Data to use section start

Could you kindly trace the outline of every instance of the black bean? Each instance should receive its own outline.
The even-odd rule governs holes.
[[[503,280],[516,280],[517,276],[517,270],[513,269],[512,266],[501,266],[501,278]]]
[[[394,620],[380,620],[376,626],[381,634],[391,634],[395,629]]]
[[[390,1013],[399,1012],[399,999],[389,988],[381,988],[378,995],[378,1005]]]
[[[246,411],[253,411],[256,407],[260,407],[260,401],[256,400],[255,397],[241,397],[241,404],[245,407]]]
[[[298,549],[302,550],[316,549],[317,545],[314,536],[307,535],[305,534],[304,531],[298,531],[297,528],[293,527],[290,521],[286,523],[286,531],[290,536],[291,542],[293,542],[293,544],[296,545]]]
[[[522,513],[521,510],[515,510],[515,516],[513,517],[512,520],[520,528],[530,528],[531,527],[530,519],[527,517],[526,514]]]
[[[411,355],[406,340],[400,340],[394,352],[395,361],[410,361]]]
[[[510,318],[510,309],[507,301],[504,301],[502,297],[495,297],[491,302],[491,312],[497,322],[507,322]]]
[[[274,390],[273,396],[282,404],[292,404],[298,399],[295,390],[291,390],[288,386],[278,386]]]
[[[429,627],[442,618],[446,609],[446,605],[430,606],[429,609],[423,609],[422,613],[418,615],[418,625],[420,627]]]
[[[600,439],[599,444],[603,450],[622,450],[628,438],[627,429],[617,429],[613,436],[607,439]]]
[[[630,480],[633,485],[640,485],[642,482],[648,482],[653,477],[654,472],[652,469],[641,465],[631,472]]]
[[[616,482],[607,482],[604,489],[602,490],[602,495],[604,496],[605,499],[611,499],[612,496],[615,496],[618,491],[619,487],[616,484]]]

Data to use section end

**What to do**
Take the listing above and write it out again exactly.

**Output of the task**
Could you kindly trace the outline of every instance of the black bean? Each instance should receive its own outline.
The even-odd rule governs holes.
[[[503,280],[516,280],[517,276],[517,270],[513,269],[512,266],[501,266],[501,278]]]
[[[394,620],[380,620],[376,626],[381,634],[391,634],[395,629]]]
[[[390,1013],[399,1012],[399,999],[389,988],[381,988],[378,995],[378,1005]]]
[[[246,411],[253,411],[256,407],[260,407],[260,401],[256,400],[255,397],[241,397],[241,404],[245,407]]]
[[[298,549],[302,550],[316,549],[317,545],[314,536],[307,535],[305,534],[304,531],[298,531],[297,528],[293,527],[290,521],[286,523],[286,531],[290,536],[291,542],[293,542],[293,544],[296,545]]]
[[[522,513],[521,510],[515,510],[515,516],[513,517],[512,520],[520,528],[530,528],[531,527],[530,519],[527,517],[526,514]]]
[[[411,355],[406,340],[400,340],[394,352],[395,361],[410,361]]]
[[[510,318],[510,309],[507,301],[504,301],[502,297],[495,297],[491,302],[491,312],[497,322],[507,322]]]
[[[274,390],[273,396],[282,404],[292,404],[298,399],[295,390],[291,390],[288,386],[278,386]]]
[[[429,627],[442,618],[446,609],[446,605],[430,606],[429,609],[423,609],[422,613],[418,615],[418,625],[420,627]]]
[[[600,439],[599,444],[603,450],[622,450],[628,438],[627,429],[617,429],[613,436],[607,439]]]
[[[630,480],[633,485],[640,485],[642,482],[648,482],[653,477],[654,472],[652,469],[641,465],[631,472]]]
[[[616,482],[607,482],[604,489],[602,490],[602,495],[604,496],[605,499],[611,499],[612,496],[615,496],[618,491],[619,487],[616,484]]]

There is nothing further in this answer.